**The request:** Gather every line of the records below that contains the word "white", and copy each of those lines in full. Matching is case-sensitive.

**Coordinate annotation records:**
-- -- --
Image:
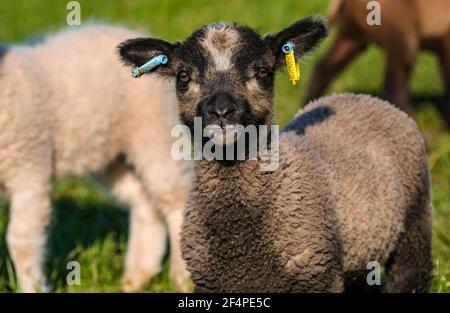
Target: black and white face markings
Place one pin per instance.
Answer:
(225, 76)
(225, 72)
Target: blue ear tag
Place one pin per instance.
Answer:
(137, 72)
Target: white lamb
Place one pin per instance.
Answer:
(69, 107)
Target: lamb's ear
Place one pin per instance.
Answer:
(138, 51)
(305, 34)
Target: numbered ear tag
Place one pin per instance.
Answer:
-- -- --
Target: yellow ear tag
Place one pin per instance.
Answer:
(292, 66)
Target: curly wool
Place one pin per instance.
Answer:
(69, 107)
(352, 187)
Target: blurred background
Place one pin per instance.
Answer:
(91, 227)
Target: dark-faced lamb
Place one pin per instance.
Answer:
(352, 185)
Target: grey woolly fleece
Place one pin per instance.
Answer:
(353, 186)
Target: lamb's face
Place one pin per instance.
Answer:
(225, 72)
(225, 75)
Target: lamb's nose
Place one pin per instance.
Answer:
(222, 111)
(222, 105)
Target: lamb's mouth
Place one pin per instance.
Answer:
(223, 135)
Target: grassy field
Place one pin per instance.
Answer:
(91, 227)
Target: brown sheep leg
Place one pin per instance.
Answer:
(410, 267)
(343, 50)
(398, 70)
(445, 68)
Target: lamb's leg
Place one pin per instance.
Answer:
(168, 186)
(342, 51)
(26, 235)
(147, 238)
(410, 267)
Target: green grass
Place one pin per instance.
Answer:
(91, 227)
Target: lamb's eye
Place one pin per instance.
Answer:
-- -- --
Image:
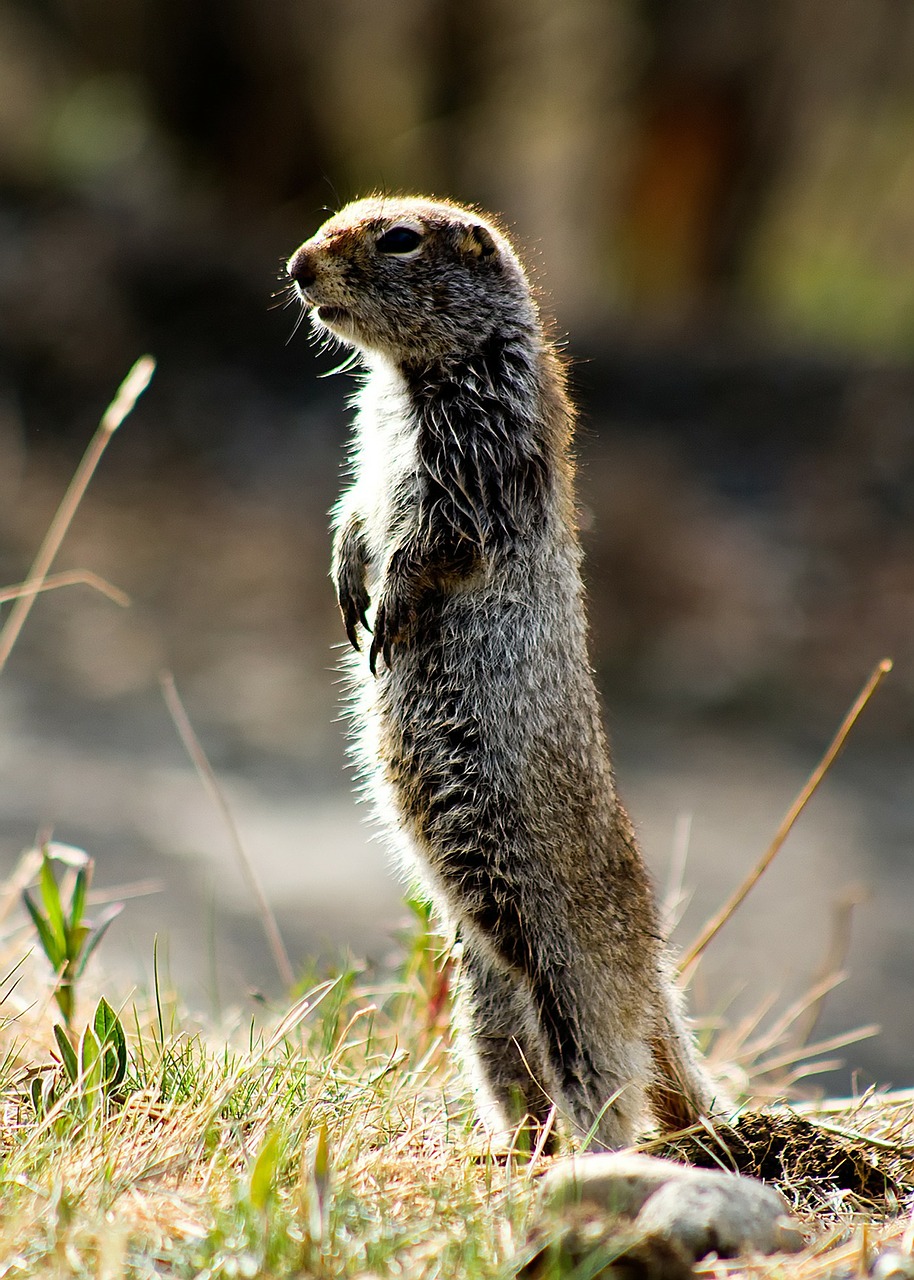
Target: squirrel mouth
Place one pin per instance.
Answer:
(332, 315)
-- -- --
**Output of the exercise:**
Target: black and white face markings
Target: white lamb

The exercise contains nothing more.